--- START Page extract ---

Foul Weather – I can't say that I've been in a good mood lately.  I've got some worries on my mind that are brewing.  I don't have a date lined up for the weekend and that irritates me. The company of a beautiful woman can really brighten up an otherwise dismal week.  So if I look a little dark and brooding this weekend, I'm just a little off because I'd like to catch a break. Just for a spell no more car troubles, stuff breaking at the house, or drama at the office... oh and a date.  Is that too much to ask?

Recommended listening: "Trouble" by Ray LaMontagne, "The Go Getter" by The Black Keys

7/08/2010

Daily Doodle #23

Endless – Why is it that the short work weeks can often feel longer than a regular work week? Wednesday felt like one of those endless days where the clock continues to tick but hours and minutes never seem to pass. When I got home last evening, this slowed sense of time lead to high levels of productivity. I made a quick trip to Home Depot. Took the dog for a walk and watched the sunset at the park in Harbor Town. Then I installed a new light fixture when i got home. AND added a few touches to a painting. 

7/06/2010

Daily Doodle #22


Hungry – I've had a couple of songs stuck in my head lately.  Maybe if I get a sketch down on paper, I can clear my head of them... but then... yeah, probably not.

Recommended listening:
Hey there Little Red Riding Hood, you sure are looking good.  You're everything a big bad wolf could want. "Little Red Riding Hood" by Sam the Sham and the Pharaohs  


You've been over here in the dark so long. I ain't no doctor, but I know what's wrong...
You never been rocked enough. You never been rolled just right
"Never Been Rocked Enough" by Delbert McClinton

7/05/2010

Daily Doodle #21

Incomplete – Even thought I feel as though I've gotten through the heartbreak, there is this thought that my heart can never be restored to its original state.  It's covered in scare tissue (i mean scar tissue, but somehow that spelling error seems poetic. so I'll leave it.). It's hardened. It's slow to feel. It doesn't work like it should. Like important pieces are missing.

--- END Page extract ---
--- START Record list ---

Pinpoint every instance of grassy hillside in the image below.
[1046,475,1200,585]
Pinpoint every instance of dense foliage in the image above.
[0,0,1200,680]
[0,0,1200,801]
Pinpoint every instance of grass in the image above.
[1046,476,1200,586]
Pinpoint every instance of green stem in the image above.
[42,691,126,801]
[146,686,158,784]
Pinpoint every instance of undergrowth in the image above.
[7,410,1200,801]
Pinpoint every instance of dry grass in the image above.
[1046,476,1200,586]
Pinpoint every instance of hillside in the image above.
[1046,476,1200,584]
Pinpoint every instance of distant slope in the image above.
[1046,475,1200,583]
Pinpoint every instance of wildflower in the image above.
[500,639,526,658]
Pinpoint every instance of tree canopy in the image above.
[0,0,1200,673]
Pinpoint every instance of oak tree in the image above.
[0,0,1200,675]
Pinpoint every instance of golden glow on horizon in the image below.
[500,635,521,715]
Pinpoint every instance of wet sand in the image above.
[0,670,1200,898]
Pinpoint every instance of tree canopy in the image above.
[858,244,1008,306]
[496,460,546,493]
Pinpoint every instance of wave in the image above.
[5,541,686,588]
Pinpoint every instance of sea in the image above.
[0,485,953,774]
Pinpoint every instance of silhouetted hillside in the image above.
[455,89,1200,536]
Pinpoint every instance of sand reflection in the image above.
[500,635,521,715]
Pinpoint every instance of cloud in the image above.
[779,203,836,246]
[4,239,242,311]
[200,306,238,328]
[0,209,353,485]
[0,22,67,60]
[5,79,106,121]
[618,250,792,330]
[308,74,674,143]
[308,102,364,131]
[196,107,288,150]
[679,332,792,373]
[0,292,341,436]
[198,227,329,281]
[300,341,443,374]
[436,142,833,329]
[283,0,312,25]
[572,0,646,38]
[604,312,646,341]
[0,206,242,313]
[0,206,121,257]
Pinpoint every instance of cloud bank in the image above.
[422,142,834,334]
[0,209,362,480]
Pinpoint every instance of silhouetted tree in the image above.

--- END Record list ---

_To be done_: Carry on the daily doodle journal from the point where it stops.

_Exercise result_:
Recommended Listening: "The Limit to Your Love" by Feist, "Paper Bag" by Fiona Apple

Daily Doodle #20

Shattered – To cause to break or burst suddenly into pieces, as with a violent blow.  This doodle is based on a sketch i did around the first of the year when I was dealing with my divorce.  I didn't feel like my heart had simply been ripped in two or broken, but shattered like glass.  Glass is difficult to clean up because it's hard to find all the pieces and slivers.  You could easily cut yourself in the process.  And gluing it back together is really out of the question.

Recommended listening: "Ashes and Wine" by A Fine Frenzy, "Bend Before It Breaks" by Brandi Carlile

7/02/2010

Daily Doodle #19

Conical Ring Charlotte Jewelry of Memphis has these really cool interchangeable rings. My doodle doesn't give them justice.  Anyway, I've been thinking about buying one since February.  I even at one point drove down to the store with cash in hand to purchase one, but the store was closed. It was in the process of relocating to South Main. Well, between that time and now, I've had some unexpected expenses such as AC problems at the house and a dead car battery. So I'll have to save back up.

7/01/2010

Daily Doodle #18


Crossroads – I feel like this a lot lately.  The path that my life was on has ended.  So here I stand at a crossroads.  Where to now?  The options seem limitless and overwhelming.  It's also exciting in some ways.  There are avenues that are now open that I previously felt were closed to me.  But in a way, it's very frustrating to be here at this point again.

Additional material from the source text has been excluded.